_CHALLENGE:_
Update the listing below so that every "SHOULD" reads "MUST", and leave everything else unchanged.

_EXERCISE DATA:_
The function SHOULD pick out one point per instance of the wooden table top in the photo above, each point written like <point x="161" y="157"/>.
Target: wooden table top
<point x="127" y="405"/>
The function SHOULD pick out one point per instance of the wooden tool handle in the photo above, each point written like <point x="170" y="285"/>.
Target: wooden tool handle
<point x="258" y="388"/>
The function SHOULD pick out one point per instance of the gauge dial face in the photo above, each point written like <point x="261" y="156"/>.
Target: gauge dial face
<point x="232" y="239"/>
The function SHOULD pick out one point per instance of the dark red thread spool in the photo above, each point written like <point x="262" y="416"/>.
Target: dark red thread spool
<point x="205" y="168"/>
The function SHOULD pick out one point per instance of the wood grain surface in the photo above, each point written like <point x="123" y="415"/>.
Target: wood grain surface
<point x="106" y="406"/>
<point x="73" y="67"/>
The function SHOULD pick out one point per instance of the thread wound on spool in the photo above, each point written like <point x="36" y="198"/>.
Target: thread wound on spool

_SOLUTION FOR THIS EXERCISE:_
The function MUST pick out one point per instance of the wooden table top in the photo above, each point written like <point x="161" y="157"/>.
Target: wooden table top
<point x="127" y="405"/>
The function MUST pick out one point per instance of the wooden tool handle in the photo above, each point written like <point x="170" y="285"/>.
Target: wooden tool handle
<point x="258" y="388"/>
The function MUST pick out one point per instance of the gauge dial face in the photo above, each point written like <point x="261" y="156"/>.
Target: gauge dial face
<point x="232" y="239"/>
The function MUST pick out one point per instance of the dark red thread spool in the photo above, each point written like <point x="262" y="416"/>.
Target: dark red thread spool
<point x="205" y="168"/>
The function MUST pick out one point per instance of the wood grain surface in the photo above, each point written like <point x="123" y="415"/>.
Target: wood grain surface
<point x="106" y="406"/>
<point x="73" y="67"/>
The function MUST pick out one point per instance of the thread wound on spool in the photo above, each point written like <point x="36" y="198"/>.
Target: thread wound on spool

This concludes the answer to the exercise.